======== Text segment ========

Extra words are indicated by [].

3 Where to eat the [wonderful] dessert, reflecting ... (5)
TRATT T (The) + TART (dessert), all reversed
8 ... rural [England's] fare, with no cooking! (6)
FORANE Anagram of FARE + NO
14 A girl [hates] to sing a hymn (5)
CAROL Two meanings
15 Removing odd bits of soil, [archaeologist] spies ancient jug (4)
OLPE sOiL sPiEs (odd letters removed)
16 [Villain's] about to give up in alarm, perhaps (5)
TIMER REMIT (to give up), reversed
17 Do [emirs] in harem fancy big awkward girl? (7)
MAUTHER UT (do) inside anagram of HAREM
18 Revolutionary Angolan union lacks time for [studying] language (4)
AINU UNITA (Revolutionary Angolan union), less T, reversed
19 Special greeting's needed for a [heroic] performance! (4)
SHOW S (Special) + HOW (greeting)
20 [Unusual] stories getting Jock's happiness back (4)
LIES SEIL (Scottish word for happiness)
21 After [first] legal action's lost I support Hindu ritual (6)
SUTTEE SUIT (Legal action), less I, + TEE (support)
23 English author [forgets] French friends (4)
AMIS Two meanings
24 Fashionable clique [loves] something in pages of a magazine (5)
INSET IN (Fashionable) + SET (clique)
25 Lock [expertly], and anxiety doesn't begin (5)
TRESS (S)TRESS (Anxiety, minus first letter)
27 Dorset supply [data] put in computer memory (6)
STORED Anagram of DORSET (ie, in a supple manner)

======== Extracted records ========

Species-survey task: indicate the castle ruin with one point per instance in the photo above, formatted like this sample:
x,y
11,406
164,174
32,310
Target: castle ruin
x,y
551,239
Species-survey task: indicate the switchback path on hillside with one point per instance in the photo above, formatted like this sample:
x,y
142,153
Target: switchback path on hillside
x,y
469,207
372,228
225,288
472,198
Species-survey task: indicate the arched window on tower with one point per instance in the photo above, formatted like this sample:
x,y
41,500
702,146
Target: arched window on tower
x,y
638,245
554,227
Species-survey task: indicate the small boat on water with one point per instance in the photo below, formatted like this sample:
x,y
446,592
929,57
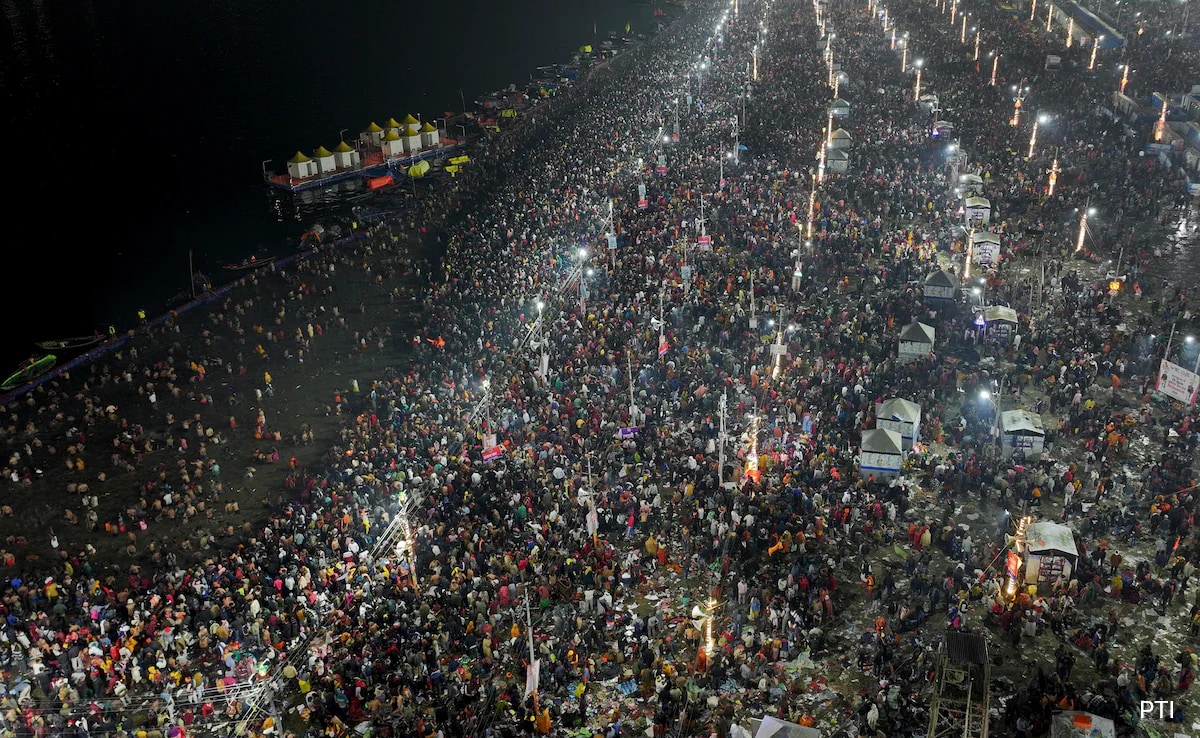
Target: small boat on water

========

What you will do:
1 – Turn the line in the crossword solutions beginning "SUTTEE SUIT" into a short list that keeps its main facts.
2 – Resume the crossword solutions after the entry for clue 27, in the same layout.

Per-task outputs:
1 –
- Answer: SUTTEE
- SUIT (legal action), with I removed
- Plus TEE (support)

2 –
28 Heartlessly I mutter terrible [obscenities] again (6)
ITERUM Anagram of I MU(T)TER, minus centre letter
31 Works steadily with [flighty] ballet movements (5)
PLIES Two meanings
36 Lean forward to wipe out [faults] in tape (5)
INCLE INCLINE (Lean forward), minus IN
38 A luminous glow was [thought] unreal if regularly dispersed (4)
AURA Every second letter in wAs UnReAl
40 [Haunting] tune's composed about a white ant (6)
NASUTE Anagram of TUNE’S, containing A
42 Greek department you lead [intrepidly], yes? Triply wrong (4)
Here, “Triply wrong” seems to invite the solver to substitute “opposites” three times, making the wordplay part of the clue read something like “me follow no”
44 More than one fight's reported, [sadly] (4)
DUAL DUEL (fight) hompohone
46 A [month's] delay put back festivity (4)
GALA A + LAG (delay), all reversed
47 Match umpire's upset after girl's pronounced [offside] (7)
LUCIFER REF (umpire), reversed, after homophone of LUCY
Gregson was not convinced that the first two syllables of LUCIFER form an accurate homophone of LUCY, though the required answer was clear enough
48 See [rogue] grabbing Scotsman's climbing plant (5)
LIANA LA (See) containing IAN (Scotsman)
49&51 I at no time have [trusted] quote about realism in films (10, two words)
CINE VERITE I NEVER (at no time), inside CITE (quote)
A neat trick here from The Tall’n, combining two entries into one clue, thereby adjusting the number of Across clues to match the number of letters in the [incomplete] quotation, without abandoning symmetry
50 [Ascot] races -- John welcomes this chance to get rich! (5)
LOTTO TT (races) inside LOO (John)
52 Female flier also [leads] endless dances (5)
REELS REE (Female bird ie flier)  + (A)LS(O)

1 Ascetics, ignoring cold, ordered abnormal stretching (7)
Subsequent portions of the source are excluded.